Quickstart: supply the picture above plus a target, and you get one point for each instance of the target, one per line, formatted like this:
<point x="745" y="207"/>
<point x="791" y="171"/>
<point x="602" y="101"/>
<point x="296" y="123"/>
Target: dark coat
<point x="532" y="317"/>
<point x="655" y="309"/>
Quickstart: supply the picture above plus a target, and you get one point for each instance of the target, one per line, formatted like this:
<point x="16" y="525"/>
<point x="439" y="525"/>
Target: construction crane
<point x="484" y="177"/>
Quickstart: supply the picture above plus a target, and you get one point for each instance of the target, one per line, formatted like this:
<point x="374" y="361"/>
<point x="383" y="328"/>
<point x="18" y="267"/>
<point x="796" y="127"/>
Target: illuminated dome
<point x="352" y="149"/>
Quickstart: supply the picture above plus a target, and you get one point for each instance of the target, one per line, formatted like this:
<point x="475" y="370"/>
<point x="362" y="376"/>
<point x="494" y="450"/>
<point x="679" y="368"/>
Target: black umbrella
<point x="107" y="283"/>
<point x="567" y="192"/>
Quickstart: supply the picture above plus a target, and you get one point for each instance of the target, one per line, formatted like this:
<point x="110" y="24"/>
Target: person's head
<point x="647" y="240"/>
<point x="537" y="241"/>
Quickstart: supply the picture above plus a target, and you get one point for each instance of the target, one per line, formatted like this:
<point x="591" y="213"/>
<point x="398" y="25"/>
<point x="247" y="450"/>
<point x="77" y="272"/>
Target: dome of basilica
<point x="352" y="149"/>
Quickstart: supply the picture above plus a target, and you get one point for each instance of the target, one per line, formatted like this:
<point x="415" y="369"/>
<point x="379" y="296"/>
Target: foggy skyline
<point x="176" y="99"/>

## Given problem
Locate each line above that contains the string "dome" and copy those lines out in full.

## The output
Target: illuminated dome
Target: dome of basilica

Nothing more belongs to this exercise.